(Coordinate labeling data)
+===+

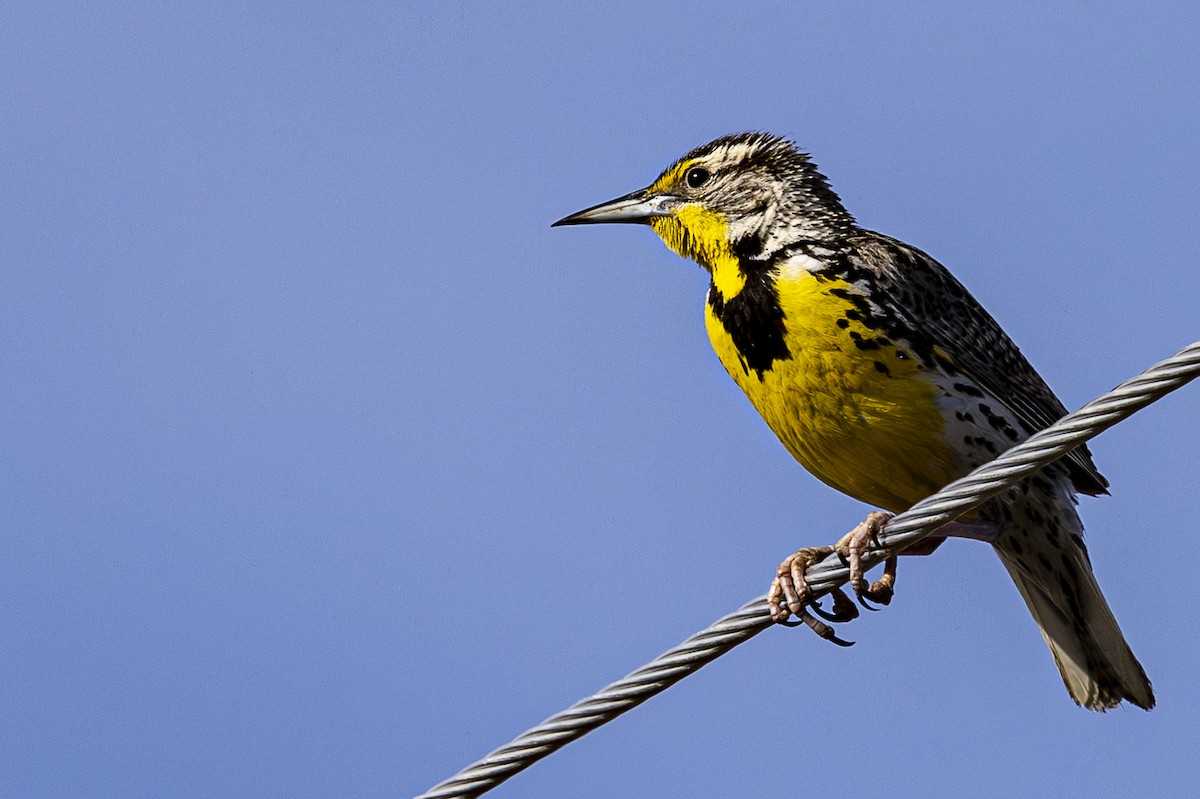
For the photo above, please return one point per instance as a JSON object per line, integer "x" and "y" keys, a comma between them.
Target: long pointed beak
{"x": 637, "y": 208}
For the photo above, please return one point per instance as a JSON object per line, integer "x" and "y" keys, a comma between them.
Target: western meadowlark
{"x": 886, "y": 379}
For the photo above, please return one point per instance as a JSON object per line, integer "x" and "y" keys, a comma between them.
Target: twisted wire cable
{"x": 753, "y": 618}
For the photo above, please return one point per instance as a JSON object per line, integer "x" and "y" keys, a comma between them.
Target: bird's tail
{"x": 1043, "y": 550}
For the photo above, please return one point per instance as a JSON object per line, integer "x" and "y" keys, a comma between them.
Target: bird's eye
{"x": 696, "y": 176}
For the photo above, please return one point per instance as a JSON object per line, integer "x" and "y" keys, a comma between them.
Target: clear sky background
{"x": 329, "y": 466}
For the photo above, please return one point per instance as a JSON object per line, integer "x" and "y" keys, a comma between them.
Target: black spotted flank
{"x": 754, "y": 320}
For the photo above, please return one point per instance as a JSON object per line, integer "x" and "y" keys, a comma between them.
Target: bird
{"x": 886, "y": 379}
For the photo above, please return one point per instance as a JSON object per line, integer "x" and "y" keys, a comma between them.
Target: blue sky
{"x": 329, "y": 466}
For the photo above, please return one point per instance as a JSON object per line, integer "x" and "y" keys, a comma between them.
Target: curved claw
{"x": 823, "y": 630}
{"x": 881, "y": 596}
{"x": 843, "y": 608}
{"x": 865, "y": 594}
{"x": 815, "y": 606}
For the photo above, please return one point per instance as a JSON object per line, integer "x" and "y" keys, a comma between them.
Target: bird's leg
{"x": 853, "y": 545}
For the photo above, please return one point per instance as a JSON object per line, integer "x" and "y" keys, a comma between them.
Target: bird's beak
{"x": 637, "y": 208}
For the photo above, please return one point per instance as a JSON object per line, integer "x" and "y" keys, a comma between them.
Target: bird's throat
{"x": 701, "y": 235}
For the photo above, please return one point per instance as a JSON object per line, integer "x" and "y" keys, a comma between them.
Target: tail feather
{"x": 1054, "y": 576}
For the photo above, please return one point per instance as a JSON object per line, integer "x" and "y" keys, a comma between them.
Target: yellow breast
{"x": 863, "y": 419}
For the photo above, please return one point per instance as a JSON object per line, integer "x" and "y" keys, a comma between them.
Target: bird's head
{"x": 743, "y": 196}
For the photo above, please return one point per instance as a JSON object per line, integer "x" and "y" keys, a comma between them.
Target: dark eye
{"x": 696, "y": 176}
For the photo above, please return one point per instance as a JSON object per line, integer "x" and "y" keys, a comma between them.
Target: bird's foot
{"x": 851, "y": 548}
{"x": 790, "y": 595}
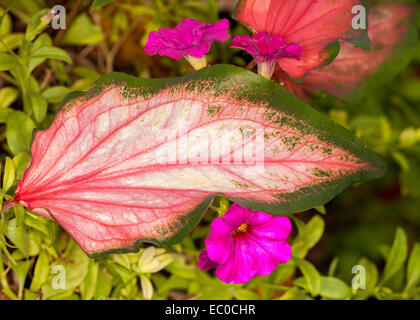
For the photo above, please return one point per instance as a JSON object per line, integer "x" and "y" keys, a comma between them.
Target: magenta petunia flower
{"x": 189, "y": 39}
{"x": 267, "y": 48}
{"x": 245, "y": 243}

+===+

(EXERCISE INSTRUCTIONS) Pictures in the records above should not be copied. Repeat everything else exactly.

(ANSWER TO THE EXERCISE)
For the photo above, please return one point per instance as a JSON object per line, integer "x" and "y" keys, a comma between them.
Target: long pointed beak
{"x": 637, "y": 208}
For the photo above, please return one point per instance as a JSON object per line, integer "x" and "y" keys, a comma between them.
Target: western meadowlark
{"x": 886, "y": 379}
For the photo above, please return one point per instance as a JSON object per line, integer "x" and "y" keys, a comma between them.
Target: twisted wire cable
{"x": 753, "y": 618}
For the photo above, please return one point per instance as a JSON object per line, integer "x" and "y" keys, a comma between them.
Target: bird's tail
{"x": 1043, "y": 550}
For the photo above, please return one point per instance as a JSON object per line, integer "x" and "y" keys, a comma between them.
Target: bird's eye
{"x": 696, "y": 176}
For the photo above, please return one point per instance as a JSON object per line, integer "x" and "y" keys, a comma between them.
Target: clear sky background
{"x": 329, "y": 466}
For the photo above, please return one point per instance as a JSON object per line, integer "x" and "y" keys, a comma between them.
Target: black spotted flank
{"x": 754, "y": 320}
For the photo above, please return one point per instance as a JSON object per line, integer "x" and "y" keys, a comma between them.
Target: bird
{"x": 886, "y": 379}
For the photo above, please return one point per instance as a JSON object per line, integer "x" and "y" keys, a comma between them.
Target: blue sky
{"x": 329, "y": 466}
For the photo above, please return one point per instance as a JSON object per line, integer "x" and "y" keys, a comma between them.
Target: curved claw
{"x": 823, "y": 630}
{"x": 881, "y": 596}
{"x": 843, "y": 608}
{"x": 865, "y": 594}
{"x": 815, "y": 606}
For the photo above, please return one point per instance as a JSON object per line, integer "x" and "y" keys, a comma between them.
Target: bird's leg
{"x": 853, "y": 545}
For the photo above, please return one point per instance as a JSON object per line, integer "x" and "y" keys, a comma between them.
Target: bird's beak
{"x": 637, "y": 208}
For the photo above, please return one point per instance as a JSON object per line, integer "x" and "y" keys, a comma between them.
Target: bird's throat
{"x": 701, "y": 235}
For the photo above, please return one point per instance as a JSON object per line, integer "x" and "y" keys, a comma between them.
Target: tail feather
{"x": 1054, "y": 576}
For the photo above, please return one point per instance as a JSON object per line, integer "x" and "y" keys, a comma between them.
Target: yellow breast
{"x": 863, "y": 419}
For the photo above, please return one point per instance as a JSON object per line, integer "x" and "y" keys, a comma between them.
Target: bird's head
{"x": 743, "y": 196}
For the photo above, please return one point per instance as a JSON object per line, integer "x" and "y" keys, a comma between them.
Target: dark eye
{"x": 696, "y": 176}
For the photo above, please return one point per instance as a JSON object per line, integer "x" and "y" keys, a comma between them.
Target: bird's foot
{"x": 851, "y": 548}
{"x": 790, "y": 595}
For the photo above, please return one point per instance as a JSON object per line, integer "x" and "y" keys, a comma between them.
Target: magenta petunia flower
{"x": 189, "y": 39}
{"x": 267, "y": 48}
{"x": 245, "y": 243}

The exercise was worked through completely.